**ACTION ITEM**.
Only one stretch of the data should be retyped: the lines from the line containing "Return the mask of every instance of the carved" through the line containing "Return the mask of every instance of the cornice.". Keep pictures out of it.

[Stored items]
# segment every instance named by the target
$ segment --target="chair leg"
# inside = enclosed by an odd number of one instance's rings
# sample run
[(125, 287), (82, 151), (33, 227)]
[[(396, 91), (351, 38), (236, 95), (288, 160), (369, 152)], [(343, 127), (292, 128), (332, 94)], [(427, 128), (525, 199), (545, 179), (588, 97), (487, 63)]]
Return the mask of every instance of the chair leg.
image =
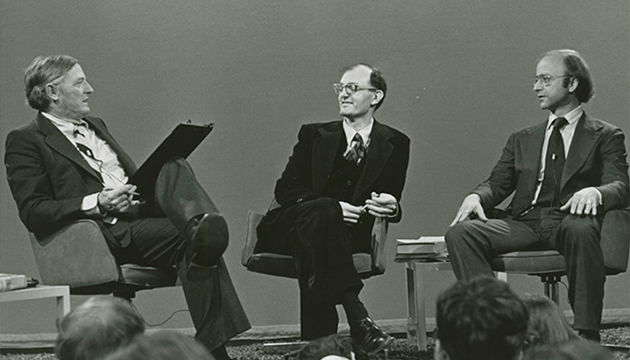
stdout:
[(545, 296), (551, 298), (553, 302), (560, 305), (560, 295), (558, 290), (558, 283), (561, 276), (558, 275), (541, 275), (540, 280), (545, 286)]

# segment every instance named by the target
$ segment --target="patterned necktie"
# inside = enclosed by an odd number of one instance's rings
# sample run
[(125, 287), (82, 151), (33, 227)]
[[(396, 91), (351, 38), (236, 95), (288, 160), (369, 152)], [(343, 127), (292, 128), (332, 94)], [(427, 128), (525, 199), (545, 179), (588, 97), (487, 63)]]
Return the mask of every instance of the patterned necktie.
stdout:
[(89, 156), (93, 160), (96, 160), (96, 157), (94, 157), (94, 152), (88, 146), (89, 144), (88, 144), (87, 136), (86, 136), (87, 133), (88, 133), (87, 124), (85, 122), (74, 124), (73, 134), (74, 134), (74, 141), (77, 143), (77, 148), (83, 154)]
[(354, 137), (352, 138), (352, 142), (350, 143), (350, 146), (348, 147), (346, 152), (343, 154), (343, 157), (346, 158), (346, 160), (358, 165), (364, 156), (365, 156), (365, 144), (363, 144), (363, 138), (361, 137), (361, 135), (359, 135), (359, 133), (356, 133), (354, 134)]
[(545, 176), (543, 178), (542, 187), (538, 203), (551, 207), (560, 206), (560, 180), (562, 178), (562, 170), (564, 169), (564, 141), (560, 134), (560, 129), (567, 125), (567, 119), (560, 117), (551, 123), (553, 130), (549, 137), (547, 145), (547, 154), (545, 155)]

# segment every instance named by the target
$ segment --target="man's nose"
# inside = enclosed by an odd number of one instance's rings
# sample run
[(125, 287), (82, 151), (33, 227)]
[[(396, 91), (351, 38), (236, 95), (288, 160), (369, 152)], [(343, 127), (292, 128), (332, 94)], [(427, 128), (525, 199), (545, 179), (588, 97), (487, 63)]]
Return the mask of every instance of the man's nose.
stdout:
[(86, 81), (84, 91), (88, 94), (91, 94), (94, 92), (94, 88), (92, 88), (92, 85), (90, 85), (90, 83)]

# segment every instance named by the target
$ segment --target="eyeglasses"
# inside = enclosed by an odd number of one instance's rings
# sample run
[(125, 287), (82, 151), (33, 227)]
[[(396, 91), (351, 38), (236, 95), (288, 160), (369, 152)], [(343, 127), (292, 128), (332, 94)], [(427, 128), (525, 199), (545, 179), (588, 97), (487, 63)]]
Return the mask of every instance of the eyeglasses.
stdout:
[(341, 94), (343, 89), (346, 89), (346, 92), (348, 94), (354, 94), (355, 92), (357, 92), (359, 90), (378, 90), (377, 88), (362, 88), (362, 87), (359, 87), (358, 84), (354, 84), (354, 83), (350, 83), (350, 84), (342, 84), (342, 83), (333, 84), (333, 89), (335, 89), (335, 93), (337, 93), (337, 94)]
[(538, 76), (534, 76), (534, 85), (536, 85), (538, 81), (542, 81), (544, 86), (549, 86), (556, 79), (564, 78), (564, 77), (572, 77), (572, 76), (573, 75), (560, 75), (560, 76), (538, 75)]

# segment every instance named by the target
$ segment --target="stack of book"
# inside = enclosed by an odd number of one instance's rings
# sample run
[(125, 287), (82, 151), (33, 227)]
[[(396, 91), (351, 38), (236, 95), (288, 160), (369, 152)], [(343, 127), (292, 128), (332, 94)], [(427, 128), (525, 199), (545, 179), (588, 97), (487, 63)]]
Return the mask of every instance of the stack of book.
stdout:
[(426, 257), (427, 259), (448, 260), (448, 250), (444, 236), (421, 236), (418, 239), (398, 239), (396, 255), (401, 257)]
[(27, 285), (26, 275), (0, 274), (0, 292), (24, 289)]

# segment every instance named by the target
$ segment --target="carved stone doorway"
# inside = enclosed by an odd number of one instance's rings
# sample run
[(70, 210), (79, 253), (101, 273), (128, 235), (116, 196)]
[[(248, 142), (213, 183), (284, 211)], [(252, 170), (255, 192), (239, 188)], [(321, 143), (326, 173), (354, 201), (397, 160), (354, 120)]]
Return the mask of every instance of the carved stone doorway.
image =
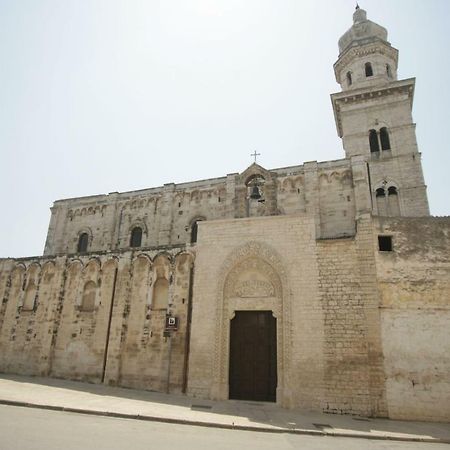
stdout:
[(276, 336), (272, 311), (236, 311), (230, 322), (230, 399), (276, 401)]

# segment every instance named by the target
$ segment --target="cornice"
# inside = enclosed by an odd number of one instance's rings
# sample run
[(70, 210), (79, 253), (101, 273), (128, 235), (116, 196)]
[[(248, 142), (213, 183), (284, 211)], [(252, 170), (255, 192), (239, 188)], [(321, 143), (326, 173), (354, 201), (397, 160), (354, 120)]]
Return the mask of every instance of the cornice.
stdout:
[(364, 103), (370, 100), (380, 99), (392, 95), (406, 94), (410, 99), (412, 107), (415, 83), (415, 78), (408, 78), (406, 80), (394, 81), (380, 86), (354, 89), (331, 94), (331, 102), (333, 104), (334, 118), (339, 137), (342, 137), (343, 135), (341, 121), (342, 105)]
[(337, 82), (339, 83), (338, 74), (344, 67), (350, 64), (351, 61), (356, 58), (364, 58), (366, 56), (373, 55), (374, 53), (388, 56), (396, 62), (398, 60), (398, 50), (381, 40), (377, 40), (372, 44), (350, 47), (348, 50), (345, 50), (344, 53), (339, 55), (338, 60), (333, 65)]

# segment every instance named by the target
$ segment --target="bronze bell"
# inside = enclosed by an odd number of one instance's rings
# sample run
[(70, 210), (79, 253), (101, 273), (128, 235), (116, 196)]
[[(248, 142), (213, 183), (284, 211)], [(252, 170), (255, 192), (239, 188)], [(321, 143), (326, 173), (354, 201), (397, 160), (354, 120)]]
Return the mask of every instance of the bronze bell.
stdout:
[(250, 198), (253, 200), (259, 200), (261, 198), (261, 193), (259, 192), (258, 186), (253, 186), (252, 193), (250, 194)]

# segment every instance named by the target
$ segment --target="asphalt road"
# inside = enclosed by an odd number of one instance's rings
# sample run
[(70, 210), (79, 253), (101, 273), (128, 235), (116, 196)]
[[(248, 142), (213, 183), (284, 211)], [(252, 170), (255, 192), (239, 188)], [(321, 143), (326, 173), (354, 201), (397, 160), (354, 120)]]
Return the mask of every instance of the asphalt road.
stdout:
[(420, 449), (445, 444), (259, 433), (0, 405), (0, 450)]

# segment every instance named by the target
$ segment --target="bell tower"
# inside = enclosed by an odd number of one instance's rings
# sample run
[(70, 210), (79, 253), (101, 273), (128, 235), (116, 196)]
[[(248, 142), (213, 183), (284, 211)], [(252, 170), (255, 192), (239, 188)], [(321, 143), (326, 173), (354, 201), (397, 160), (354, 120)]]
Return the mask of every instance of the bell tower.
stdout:
[(412, 118), (415, 78), (397, 79), (398, 50), (387, 37), (387, 30), (357, 6), (334, 64), (342, 89), (331, 95), (337, 132), (352, 162), (359, 213), (426, 216)]

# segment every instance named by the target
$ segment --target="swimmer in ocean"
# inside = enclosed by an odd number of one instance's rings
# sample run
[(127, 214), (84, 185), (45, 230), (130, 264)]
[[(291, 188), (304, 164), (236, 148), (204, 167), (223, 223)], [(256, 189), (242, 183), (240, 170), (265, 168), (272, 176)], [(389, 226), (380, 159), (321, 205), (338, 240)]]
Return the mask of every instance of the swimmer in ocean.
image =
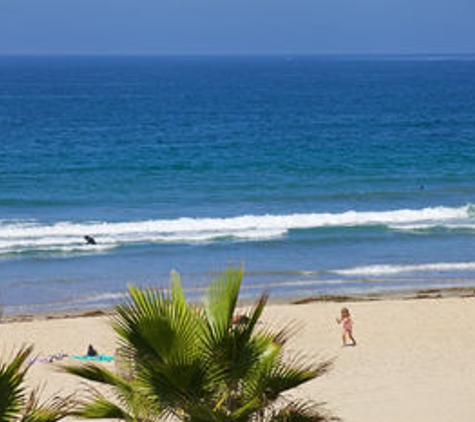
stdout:
[(84, 236), (84, 240), (88, 245), (95, 245), (96, 244), (96, 239), (94, 239), (92, 236), (86, 235)]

**OUTPUT BELOW**.
Return the mask of every instance of the carved stone doorway.
image =
stdout:
[(276, 336), (272, 311), (236, 311), (230, 322), (230, 399), (276, 401)]

# segment every instance named by the target
$ segment --target="cornice"
# inside = enclosed by an odd number of one instance's rings
# sample run
[(70, 210), (79, 253), (101, 273), (128, 235), (116, 196)]
[[(248, 142), (213, 183), (284, 211)], [(252, 170), (255, 192), (239, 188)], [(321, 143), (326, 173), (354, 201), (397, 160), (354, 120)]]
Return the mask of every instance of the cornice.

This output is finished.